(Object location annotation data)
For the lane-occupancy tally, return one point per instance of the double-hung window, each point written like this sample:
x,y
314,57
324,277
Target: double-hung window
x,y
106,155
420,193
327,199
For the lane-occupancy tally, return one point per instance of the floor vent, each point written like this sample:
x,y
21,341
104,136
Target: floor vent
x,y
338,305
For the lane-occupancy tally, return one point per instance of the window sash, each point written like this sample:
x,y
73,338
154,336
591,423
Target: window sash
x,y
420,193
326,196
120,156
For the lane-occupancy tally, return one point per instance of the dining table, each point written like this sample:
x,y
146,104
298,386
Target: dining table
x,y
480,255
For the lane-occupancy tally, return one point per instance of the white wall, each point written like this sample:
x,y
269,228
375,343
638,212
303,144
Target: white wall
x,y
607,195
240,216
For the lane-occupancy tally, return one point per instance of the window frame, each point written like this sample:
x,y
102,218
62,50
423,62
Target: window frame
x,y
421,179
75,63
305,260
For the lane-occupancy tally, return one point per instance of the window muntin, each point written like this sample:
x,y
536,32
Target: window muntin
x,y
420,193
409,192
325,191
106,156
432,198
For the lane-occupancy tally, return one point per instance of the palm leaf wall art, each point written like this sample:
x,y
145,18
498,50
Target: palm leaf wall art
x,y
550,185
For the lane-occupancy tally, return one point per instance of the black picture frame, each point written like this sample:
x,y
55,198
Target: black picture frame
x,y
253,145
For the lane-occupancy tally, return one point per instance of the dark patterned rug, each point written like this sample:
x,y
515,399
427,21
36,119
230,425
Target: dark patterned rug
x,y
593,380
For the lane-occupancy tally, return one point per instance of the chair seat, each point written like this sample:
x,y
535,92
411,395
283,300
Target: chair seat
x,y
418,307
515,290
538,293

* * *

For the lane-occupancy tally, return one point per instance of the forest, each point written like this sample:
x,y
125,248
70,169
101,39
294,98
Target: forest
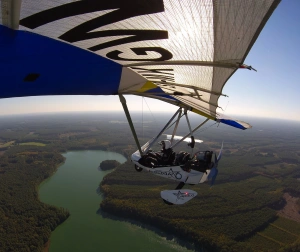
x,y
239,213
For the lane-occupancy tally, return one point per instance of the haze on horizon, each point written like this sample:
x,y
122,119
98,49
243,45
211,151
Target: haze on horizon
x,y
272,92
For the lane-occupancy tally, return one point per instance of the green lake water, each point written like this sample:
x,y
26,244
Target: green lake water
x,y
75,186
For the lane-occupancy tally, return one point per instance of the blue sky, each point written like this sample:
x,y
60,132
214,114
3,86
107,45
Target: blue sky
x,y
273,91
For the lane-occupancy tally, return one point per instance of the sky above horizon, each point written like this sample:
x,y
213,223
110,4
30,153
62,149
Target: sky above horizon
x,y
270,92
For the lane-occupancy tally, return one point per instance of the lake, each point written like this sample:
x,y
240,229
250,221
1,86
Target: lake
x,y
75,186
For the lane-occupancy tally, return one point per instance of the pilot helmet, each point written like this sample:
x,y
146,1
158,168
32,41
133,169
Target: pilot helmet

▸ **Work instructions**:
Please return each line of the items that contains the string "dining". Matching is case-sensitive.

▸ **Solved problem**:
For the lane-occupancy tally, return one point per instance of the dining table, each point written like this sample:
Target: dining table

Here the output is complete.